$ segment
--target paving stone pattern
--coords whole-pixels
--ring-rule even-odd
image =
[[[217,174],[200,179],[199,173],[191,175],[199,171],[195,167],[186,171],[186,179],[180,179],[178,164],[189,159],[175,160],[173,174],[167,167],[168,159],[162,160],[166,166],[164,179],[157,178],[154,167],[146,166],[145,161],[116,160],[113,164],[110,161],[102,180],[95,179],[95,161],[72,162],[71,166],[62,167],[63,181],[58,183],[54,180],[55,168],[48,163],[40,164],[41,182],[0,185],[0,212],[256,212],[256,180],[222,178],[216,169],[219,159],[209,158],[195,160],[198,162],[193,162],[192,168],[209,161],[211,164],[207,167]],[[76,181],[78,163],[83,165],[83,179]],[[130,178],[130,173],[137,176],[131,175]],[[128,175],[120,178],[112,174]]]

** Directions **
Reproduce all of the material above, line for line, without changing a single character.

** The reply **
$ segment
--target paving stone pattern
--coords whole-pixels
--ring-rule even-odd
image =
[[[217,174],[200,179],[199,173],[191,175],[199,171],[195,167],[186,171],[186,179],[180,179],[178,164],[189,159],[175,160],[173,174],[167,167],[168,159],[162,160],[166,166],[164,179],[157,178],[154,167],[146,166],[145,161],[116,160],[113,164],[110,161],[102,180],[95,179],[95,161],[72,162],[71,166],[62,167],[63,181],[58,183],[54,180],[55,168],[48,163],[40,164],[41,182],[0,185],[0,212],[256,212],[256,180],[222,178],[216,169],[219,159],[209,158],[195,160],[198,162],[193,162],[192,168],[209,161],[211,164],[207,167]],[[76,181],[78,163],[83,165],[83,179]],[[130,178],[130,173],[137,176],[131,175]],[[128,175],[120,178],[112,174]]]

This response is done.